■ Requirement ■
In the report on North Dakota deer deaths, what transmits epizootic hemorrhagic disease?

■ Exercise text ■

(Bismarck, ND) -- We're getting more insight on just what is causing deer mortality rates to spike in North Dakota.
Wildlife biologists continue monitoring an ongoing mortality event in white-tailed deer in central parts of the state since early August. The state Game and Fish Department has documented whitetail deer deaths attributed to epizootic hemorrhagic disease.
“EHD is a viral disease transmitted by biting gnats,” said Dr. Charlie Bahnson, Game and Fish wildlife veterinarian. “We see a low level of EHD activity most years, but every so often, environmental factors line up to make for a bad season. Last year, southwest North Dakota was hit relatively hard by EHD. Right now, it appears that the virus is picking up where it left off, with most cases coming from locations on the edge of 2020’s heavily affected areas. The hardest hit area appears to be a 20-mile radius of the Bismarck-Mandan area, but we are also tracking smaller, localized outbreaks elsewhere in the state.”
Game and Fish is asking for assistance to better gauge the extent and severity of this year’s outbreak. The public is encouraged to report any sick or dead deer through an online reporting system.
“In some cases, we may need to collect samples off fresh carcasses, so please notify the department as soon as possible,” Bahnson said.
Hunters should report any dead deer along with photos, if possible, to the Game and Fish Department through the online wildlife mortality reporting system, which can be found by clicking here.
EHD primarily affects white-tailed deer, but other big game species are susceptible. The virus is not a danger to humans, however, hunters should not shoot or consume a deer if it appears sick.

■ Information supplied ■
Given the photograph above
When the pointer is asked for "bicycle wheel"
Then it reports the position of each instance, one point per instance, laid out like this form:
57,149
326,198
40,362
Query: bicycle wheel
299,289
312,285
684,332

■ Task solution ■
Biting gnats